Directions - Write the next part of the Tron: Maze-A-Tron article, picking up after its last sentence.

- Developer: Mattel Electronics
- Publisher: Mattel Electronics
- Designer: Russ Haft
- Series: Tron
- Platform: Intellivision
- Release: October 6, 1982
- Genres: Action; Side-scrolling;
- Mode: Single-player

= Tron: Maze-A-Tron =

1982 video game

Tron: Maze-A-Tron (Tron: Le Labyrinthe or Le Labyrinthe de Tron in editions intended for French-speaking markets) is a 1982 action video game developed and published by Mattel Electronics for the Intellivision. It is the second of three Intellivision games based on the Disney film Tron. The player takes the role of Kevin Flynn, a young programmer transported into the heart of a computer to find and dismantle the power-hungry MCP that is trying to control the human race. The game design and programming was done by Russ Haft, with graphics by Eric Wells.

==Gameplay==
The game is played using the Intellivision's controller. The directional pad is used to move Flynn or the rifle's crosshairs. A game consists of several rounds. Each round has two phases: Phase I (the Maze) and Phase II (the MCP).

Segmentation labeling items:
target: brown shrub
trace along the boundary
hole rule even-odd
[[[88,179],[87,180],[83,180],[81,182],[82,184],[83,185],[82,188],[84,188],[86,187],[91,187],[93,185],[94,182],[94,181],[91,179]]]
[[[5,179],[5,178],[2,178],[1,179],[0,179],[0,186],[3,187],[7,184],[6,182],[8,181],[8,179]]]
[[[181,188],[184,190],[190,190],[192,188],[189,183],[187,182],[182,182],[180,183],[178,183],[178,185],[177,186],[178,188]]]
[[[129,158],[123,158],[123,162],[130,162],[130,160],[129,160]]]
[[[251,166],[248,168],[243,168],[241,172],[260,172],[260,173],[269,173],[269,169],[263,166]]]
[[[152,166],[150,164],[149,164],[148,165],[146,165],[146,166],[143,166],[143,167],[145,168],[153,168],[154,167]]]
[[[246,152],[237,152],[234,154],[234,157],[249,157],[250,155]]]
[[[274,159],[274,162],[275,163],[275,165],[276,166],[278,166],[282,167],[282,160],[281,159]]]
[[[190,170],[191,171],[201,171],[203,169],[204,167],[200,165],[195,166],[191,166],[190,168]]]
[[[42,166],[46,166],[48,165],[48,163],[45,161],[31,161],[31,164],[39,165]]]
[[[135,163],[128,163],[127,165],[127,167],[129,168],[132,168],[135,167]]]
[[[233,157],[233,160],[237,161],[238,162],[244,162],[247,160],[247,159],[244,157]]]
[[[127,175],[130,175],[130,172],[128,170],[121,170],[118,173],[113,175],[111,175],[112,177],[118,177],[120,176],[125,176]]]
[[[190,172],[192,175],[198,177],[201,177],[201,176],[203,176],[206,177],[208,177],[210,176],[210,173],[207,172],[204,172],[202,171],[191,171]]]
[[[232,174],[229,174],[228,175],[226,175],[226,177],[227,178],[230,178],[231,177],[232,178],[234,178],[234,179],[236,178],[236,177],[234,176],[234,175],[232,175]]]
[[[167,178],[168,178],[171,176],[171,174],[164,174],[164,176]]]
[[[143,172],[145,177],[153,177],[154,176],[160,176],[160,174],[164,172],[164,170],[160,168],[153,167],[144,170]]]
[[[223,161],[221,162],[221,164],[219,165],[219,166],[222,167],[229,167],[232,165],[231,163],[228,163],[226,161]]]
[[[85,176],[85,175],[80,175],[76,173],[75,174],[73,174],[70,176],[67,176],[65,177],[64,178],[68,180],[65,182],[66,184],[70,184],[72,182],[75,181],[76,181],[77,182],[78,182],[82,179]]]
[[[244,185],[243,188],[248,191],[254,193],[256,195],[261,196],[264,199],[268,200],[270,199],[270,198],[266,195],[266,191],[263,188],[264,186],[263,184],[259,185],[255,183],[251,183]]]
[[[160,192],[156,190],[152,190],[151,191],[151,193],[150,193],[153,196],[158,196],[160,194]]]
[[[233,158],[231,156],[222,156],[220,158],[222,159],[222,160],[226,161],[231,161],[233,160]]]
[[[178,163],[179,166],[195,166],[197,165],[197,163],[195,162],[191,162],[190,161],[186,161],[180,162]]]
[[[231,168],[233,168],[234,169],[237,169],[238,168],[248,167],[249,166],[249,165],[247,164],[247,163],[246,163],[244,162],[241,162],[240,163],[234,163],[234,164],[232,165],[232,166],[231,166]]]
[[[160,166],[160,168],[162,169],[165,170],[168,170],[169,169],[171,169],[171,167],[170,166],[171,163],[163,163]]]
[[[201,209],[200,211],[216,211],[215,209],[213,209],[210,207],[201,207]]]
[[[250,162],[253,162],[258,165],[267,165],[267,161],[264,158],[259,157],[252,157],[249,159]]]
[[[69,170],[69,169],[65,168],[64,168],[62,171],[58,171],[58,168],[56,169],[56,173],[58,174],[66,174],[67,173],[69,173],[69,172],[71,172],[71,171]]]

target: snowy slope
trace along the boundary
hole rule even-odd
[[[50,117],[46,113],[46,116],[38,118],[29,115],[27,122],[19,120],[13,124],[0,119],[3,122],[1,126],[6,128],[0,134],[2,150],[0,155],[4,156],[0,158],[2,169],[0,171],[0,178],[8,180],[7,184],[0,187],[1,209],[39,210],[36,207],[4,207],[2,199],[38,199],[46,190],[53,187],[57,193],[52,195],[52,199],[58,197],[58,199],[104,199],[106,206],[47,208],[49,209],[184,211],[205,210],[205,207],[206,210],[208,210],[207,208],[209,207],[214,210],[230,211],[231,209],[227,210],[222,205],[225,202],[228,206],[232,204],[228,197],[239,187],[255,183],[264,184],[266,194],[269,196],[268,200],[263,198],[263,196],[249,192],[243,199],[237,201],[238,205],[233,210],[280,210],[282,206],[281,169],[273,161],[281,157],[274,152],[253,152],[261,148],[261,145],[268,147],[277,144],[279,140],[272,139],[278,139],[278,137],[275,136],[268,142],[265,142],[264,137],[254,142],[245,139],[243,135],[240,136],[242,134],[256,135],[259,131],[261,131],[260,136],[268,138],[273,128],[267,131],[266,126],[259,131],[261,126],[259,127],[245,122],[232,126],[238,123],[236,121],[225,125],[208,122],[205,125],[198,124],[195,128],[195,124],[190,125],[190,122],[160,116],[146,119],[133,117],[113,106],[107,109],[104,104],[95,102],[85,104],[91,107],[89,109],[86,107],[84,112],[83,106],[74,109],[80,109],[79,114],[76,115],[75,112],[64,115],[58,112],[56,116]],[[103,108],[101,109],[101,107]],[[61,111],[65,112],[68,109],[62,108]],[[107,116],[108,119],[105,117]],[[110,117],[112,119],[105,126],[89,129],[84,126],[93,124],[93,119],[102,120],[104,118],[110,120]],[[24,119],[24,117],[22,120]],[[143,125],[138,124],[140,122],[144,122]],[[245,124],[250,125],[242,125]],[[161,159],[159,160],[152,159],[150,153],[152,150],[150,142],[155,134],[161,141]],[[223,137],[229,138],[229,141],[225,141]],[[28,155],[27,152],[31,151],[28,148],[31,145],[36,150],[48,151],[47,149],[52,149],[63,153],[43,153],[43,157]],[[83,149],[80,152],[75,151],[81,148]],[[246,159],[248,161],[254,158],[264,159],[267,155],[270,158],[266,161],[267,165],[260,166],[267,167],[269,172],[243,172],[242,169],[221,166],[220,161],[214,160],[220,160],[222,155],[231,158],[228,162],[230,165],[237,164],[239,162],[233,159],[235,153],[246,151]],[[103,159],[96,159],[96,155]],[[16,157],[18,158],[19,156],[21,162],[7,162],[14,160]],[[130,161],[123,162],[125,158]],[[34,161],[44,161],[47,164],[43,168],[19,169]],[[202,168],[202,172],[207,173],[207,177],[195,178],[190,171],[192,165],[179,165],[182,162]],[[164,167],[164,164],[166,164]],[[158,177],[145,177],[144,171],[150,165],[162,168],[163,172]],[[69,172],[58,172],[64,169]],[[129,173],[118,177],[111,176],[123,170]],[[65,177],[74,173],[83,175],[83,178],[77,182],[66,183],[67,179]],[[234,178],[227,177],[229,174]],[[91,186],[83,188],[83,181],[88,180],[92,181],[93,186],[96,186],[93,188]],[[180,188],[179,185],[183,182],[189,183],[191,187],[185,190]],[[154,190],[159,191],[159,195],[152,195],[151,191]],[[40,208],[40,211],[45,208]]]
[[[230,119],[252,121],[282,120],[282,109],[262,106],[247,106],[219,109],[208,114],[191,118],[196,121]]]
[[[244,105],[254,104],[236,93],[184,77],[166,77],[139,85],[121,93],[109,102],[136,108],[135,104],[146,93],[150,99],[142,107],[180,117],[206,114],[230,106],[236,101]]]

The response -
- Phase I: Flynn must navigate a maze symbolizing the computer's internal circuits, accumulating energy to "reset the RAM chips", with the screen scrolling sideways on its own. Along the way, he encounters various "computer chips" that are bonuses, penalties, or dangers to be avoided. The player can also change the direction the screen moves by entering a "flip-flop". Recognizers, vessels from the film that embody the computer's defense system, patrol the area and chase Flynn if he comes too close.
- Phase II: Flynn faces the MCP and must throw his identification disc at pairs of bits that are compatible with numbers shown in the upper corners of the screen. He must identify the correct "bit pairs" and "turn them black" by throwing his disc, while The MCP will try to hit the player with laser beams coming out of its eyes. There is a limited number of times the player can be hit, which occurs when Flynn forgets to activate his shield.
The game then restarts at Phase I with increased difficulty, which is continuous for as long as the game is played.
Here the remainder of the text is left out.